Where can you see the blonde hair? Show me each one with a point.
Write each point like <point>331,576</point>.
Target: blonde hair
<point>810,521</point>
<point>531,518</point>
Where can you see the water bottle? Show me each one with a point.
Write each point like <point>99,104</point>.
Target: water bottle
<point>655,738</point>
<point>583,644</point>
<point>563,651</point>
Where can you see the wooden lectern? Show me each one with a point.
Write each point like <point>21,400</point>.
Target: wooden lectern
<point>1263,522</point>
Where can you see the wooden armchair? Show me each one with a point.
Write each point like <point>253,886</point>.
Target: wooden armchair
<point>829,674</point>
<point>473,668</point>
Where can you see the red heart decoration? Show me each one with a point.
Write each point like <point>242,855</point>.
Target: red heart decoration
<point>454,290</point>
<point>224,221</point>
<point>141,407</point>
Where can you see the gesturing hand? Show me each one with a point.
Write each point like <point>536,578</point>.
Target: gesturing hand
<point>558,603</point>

==

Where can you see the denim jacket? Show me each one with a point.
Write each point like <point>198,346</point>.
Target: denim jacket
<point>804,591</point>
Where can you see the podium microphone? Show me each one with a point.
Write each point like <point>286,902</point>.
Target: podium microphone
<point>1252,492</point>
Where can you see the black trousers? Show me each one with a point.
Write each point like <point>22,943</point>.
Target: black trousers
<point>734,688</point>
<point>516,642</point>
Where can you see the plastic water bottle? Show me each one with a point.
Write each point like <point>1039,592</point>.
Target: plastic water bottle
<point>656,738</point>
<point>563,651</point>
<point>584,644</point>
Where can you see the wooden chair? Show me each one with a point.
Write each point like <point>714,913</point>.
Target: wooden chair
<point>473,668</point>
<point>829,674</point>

** The task **
Copy the records word for word, starting at the line containing "Where can you see the denim" and ending at the line containing "<point>584,644</point>".

** Expected answer **
Where can you see the denim jacket? Show me each one with a point.
Write each point like <point>198,346</point>.
Target: denim jacket
<point>804,591</point>
Where can you see the podium microphone? Show me each one with a point.
Write each point like <point>286,902</point>.
Target: podium microphone
<point>1252,492</point>
Where can you see the black trousers? Show me each one with a point.
Write each point like <point>22,943</point>.
Target: black trousers
<point>734,688</point>
<point>516,642</point>
Where can you see the plastic water bottle? Show me each one with a point.
Write each point like <point>1039,592</point>.
Target: plastic water bottle
<point>656,738</point>
<point>563,651</point>
<point>584,644</point>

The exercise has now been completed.